Pick out each line in the rows below that contains the string "cardigan", matching case exactly.

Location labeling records
↓↓↓

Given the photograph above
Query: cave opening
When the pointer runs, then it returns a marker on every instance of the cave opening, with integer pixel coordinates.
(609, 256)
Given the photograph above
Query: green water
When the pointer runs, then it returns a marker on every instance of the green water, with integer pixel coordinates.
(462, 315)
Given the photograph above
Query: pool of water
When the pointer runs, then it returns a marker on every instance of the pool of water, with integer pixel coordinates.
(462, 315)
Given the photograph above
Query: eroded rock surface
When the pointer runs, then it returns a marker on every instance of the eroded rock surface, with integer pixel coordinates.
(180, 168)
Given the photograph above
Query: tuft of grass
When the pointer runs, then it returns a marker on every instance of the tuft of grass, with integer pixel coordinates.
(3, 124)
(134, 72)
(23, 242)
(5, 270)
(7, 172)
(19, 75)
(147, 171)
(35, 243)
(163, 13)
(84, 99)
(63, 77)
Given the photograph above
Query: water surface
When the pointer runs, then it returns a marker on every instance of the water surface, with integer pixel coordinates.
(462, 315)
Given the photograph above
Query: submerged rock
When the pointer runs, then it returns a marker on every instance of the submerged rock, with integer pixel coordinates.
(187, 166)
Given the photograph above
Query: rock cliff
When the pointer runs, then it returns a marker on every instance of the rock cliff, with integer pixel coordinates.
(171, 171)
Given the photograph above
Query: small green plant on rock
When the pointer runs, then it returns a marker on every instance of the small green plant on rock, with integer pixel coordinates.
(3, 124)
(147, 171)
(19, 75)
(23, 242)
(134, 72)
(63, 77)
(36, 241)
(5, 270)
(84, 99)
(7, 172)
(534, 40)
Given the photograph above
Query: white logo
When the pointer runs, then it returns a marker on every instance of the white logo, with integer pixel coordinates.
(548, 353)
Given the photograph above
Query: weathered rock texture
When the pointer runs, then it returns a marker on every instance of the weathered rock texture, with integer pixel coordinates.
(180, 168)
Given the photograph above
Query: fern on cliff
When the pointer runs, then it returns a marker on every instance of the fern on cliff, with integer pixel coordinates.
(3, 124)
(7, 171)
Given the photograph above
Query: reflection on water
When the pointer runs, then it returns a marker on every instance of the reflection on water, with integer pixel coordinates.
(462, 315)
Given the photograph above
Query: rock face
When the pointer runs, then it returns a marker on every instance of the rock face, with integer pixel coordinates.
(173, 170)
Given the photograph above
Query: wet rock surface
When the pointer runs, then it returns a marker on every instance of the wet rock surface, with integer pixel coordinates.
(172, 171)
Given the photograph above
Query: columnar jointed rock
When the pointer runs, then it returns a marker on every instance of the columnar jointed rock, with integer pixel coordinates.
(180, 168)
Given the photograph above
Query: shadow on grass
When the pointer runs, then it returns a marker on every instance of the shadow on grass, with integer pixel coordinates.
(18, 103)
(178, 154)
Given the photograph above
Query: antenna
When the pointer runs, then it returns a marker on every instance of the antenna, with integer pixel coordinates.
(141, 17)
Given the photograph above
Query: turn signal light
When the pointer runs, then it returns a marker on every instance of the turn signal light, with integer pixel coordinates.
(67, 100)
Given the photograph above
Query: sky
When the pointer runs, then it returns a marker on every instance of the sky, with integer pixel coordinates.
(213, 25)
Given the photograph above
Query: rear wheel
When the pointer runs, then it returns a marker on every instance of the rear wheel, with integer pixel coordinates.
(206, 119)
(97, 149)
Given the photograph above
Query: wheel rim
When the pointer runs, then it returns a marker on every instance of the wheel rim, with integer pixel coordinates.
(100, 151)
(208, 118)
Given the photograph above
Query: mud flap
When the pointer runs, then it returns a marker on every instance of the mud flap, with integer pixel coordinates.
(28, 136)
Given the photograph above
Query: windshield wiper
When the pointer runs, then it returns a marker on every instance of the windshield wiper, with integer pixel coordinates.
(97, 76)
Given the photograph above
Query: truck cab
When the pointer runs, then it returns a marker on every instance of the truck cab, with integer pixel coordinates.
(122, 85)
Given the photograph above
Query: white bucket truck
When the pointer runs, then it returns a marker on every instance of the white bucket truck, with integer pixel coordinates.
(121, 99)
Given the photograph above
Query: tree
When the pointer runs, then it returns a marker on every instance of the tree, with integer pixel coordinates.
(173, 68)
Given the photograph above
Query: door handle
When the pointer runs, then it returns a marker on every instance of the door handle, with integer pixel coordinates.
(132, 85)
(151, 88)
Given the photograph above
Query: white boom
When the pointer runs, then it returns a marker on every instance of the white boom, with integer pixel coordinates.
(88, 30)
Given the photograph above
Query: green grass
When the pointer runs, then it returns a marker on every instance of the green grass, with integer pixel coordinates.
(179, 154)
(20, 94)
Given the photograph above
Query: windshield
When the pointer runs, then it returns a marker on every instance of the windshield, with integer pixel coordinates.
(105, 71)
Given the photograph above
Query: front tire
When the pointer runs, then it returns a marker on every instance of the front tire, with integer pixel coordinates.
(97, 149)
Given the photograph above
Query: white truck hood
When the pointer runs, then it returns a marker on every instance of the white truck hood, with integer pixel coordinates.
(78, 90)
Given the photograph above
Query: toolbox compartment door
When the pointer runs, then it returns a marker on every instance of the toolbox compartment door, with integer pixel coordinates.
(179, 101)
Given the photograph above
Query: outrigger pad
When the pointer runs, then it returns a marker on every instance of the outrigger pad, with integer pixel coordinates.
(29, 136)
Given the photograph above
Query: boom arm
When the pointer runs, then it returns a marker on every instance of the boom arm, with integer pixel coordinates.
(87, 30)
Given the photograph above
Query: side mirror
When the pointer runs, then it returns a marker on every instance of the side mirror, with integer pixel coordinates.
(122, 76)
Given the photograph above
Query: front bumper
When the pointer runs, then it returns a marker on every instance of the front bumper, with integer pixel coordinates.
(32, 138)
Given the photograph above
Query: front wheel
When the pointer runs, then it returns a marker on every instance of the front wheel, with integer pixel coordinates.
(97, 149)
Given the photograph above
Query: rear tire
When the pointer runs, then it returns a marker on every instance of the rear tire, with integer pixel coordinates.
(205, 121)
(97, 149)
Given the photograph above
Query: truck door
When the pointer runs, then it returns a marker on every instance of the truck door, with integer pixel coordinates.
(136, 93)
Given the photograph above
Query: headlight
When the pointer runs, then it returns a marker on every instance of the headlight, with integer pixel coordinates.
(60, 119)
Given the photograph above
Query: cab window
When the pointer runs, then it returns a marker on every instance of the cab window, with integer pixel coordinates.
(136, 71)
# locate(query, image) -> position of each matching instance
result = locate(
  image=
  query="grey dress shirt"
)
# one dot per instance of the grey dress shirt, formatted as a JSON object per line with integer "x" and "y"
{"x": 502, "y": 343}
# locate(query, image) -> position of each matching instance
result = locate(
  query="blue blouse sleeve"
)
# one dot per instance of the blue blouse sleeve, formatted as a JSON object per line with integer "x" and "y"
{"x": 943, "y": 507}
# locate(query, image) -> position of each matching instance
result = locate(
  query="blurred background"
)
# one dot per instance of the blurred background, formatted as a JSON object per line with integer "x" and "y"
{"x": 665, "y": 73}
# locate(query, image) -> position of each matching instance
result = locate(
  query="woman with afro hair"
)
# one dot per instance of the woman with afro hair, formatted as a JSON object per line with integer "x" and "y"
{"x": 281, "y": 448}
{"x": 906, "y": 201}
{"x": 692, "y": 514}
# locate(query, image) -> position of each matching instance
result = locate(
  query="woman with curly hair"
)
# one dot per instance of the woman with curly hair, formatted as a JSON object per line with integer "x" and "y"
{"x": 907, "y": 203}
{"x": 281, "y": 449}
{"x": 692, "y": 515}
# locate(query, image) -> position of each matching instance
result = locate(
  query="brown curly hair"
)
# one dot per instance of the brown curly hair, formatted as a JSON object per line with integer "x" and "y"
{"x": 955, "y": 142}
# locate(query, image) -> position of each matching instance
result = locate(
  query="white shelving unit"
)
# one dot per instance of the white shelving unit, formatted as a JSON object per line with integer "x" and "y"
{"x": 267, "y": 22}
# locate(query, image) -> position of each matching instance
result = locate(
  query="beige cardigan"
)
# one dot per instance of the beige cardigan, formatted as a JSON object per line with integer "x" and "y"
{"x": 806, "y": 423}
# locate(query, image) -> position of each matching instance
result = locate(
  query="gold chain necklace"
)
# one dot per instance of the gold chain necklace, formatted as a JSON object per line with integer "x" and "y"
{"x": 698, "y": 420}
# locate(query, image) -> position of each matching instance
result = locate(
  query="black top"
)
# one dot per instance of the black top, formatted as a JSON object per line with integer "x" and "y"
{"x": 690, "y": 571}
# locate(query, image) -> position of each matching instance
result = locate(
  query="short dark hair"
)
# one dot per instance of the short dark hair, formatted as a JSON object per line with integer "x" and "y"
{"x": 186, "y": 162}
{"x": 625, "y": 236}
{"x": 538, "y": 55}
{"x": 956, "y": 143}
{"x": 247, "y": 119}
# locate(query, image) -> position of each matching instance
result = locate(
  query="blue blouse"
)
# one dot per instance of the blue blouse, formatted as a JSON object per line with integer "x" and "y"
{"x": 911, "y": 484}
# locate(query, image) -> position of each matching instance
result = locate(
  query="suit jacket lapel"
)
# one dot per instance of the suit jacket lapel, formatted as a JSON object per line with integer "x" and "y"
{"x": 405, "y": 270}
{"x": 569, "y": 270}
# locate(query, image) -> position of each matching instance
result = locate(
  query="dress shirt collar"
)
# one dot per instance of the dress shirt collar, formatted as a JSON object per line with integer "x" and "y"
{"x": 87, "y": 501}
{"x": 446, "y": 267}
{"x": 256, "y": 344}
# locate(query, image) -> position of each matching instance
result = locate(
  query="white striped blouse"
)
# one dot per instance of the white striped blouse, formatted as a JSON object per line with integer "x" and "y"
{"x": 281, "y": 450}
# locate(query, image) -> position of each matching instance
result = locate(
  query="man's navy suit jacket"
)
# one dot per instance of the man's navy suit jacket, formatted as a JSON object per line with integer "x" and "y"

↑↑↑

• **Full response**:
  query="beige cardigan"
# one dot per instance of the beige cardigan, formatted as a JSON object per line with integer "x" and "y"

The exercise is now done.